### TASK TO CARRY OUT
Pick out every line of the entries below that contains the word "girl", treating uppercase and lowercase as different.

### DATASET EXCERPTS
::::::::::

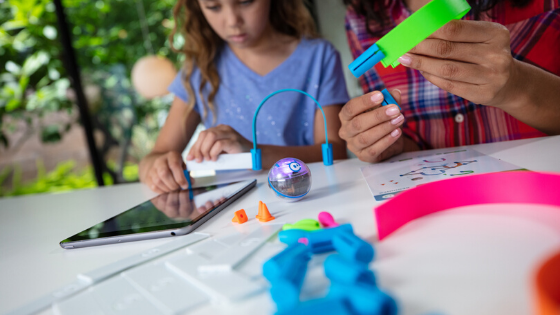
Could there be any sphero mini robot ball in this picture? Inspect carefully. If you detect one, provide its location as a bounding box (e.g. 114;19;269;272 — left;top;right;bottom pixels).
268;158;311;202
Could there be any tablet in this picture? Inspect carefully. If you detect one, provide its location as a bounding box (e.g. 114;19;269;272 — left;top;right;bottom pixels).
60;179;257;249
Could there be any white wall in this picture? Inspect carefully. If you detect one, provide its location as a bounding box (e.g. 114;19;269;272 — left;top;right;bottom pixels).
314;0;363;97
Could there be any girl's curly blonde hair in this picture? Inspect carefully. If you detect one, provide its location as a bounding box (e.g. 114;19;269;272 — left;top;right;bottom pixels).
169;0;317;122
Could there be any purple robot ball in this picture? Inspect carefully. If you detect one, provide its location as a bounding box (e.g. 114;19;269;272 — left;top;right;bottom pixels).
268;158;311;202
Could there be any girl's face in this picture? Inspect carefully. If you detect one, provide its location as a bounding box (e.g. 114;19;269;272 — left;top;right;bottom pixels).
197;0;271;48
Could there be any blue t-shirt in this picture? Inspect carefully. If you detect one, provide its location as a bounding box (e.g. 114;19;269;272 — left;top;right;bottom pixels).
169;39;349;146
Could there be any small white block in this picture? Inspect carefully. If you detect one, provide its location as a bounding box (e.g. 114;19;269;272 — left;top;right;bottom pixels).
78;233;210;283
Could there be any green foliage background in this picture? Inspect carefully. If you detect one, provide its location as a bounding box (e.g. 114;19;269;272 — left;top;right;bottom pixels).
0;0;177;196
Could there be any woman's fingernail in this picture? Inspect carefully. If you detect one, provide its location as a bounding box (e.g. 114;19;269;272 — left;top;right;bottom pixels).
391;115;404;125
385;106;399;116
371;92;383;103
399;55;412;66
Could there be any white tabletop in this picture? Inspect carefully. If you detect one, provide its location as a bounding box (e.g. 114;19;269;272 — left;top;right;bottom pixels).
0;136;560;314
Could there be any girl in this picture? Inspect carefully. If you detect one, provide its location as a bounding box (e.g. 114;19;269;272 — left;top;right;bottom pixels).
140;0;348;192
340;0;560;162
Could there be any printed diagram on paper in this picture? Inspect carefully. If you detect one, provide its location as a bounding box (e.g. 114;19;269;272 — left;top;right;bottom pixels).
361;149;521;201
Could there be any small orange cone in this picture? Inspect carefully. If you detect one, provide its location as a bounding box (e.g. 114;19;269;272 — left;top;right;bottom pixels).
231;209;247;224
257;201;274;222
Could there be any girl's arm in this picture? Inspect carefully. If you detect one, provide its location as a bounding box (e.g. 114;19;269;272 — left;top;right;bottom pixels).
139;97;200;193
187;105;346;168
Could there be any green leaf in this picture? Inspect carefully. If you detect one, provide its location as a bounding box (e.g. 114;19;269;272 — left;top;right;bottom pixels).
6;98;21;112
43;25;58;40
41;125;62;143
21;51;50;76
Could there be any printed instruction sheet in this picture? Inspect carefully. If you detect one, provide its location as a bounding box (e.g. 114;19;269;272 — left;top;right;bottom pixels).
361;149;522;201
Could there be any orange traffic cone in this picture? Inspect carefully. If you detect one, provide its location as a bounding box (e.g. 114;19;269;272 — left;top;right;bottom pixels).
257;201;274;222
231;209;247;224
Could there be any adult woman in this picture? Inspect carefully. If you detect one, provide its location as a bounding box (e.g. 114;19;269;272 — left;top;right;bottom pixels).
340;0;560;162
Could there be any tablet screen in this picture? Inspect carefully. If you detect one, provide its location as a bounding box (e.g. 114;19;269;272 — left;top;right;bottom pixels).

::::::::::

### WRITTEN ANSWER
Could there be any girl's curly blonde hair in this picture? Inspect carefully. If you detect one, provide its location as a bounding box (e.g. 114;19;269;272 — left;top;right;bottom pixels).
Could there be any girl's face in this picture? Inspect carefully. If you detect one, provide its location as a bounding box (e.g. 114;19;269;272 — left;top;right;bottom pixels).
Could there be any girl in this picture? Inspect carefully. If you detect one, provide its location as a bounding box (e.g. 114;19;269;272 — left;top;right;bottom pixels).
Could there be any girl's arm in this picture? Inspect carefully. If you detect one, provide its location as a bounding box (e.g. 114;19;269;272 — left;top;right;bottom pixels).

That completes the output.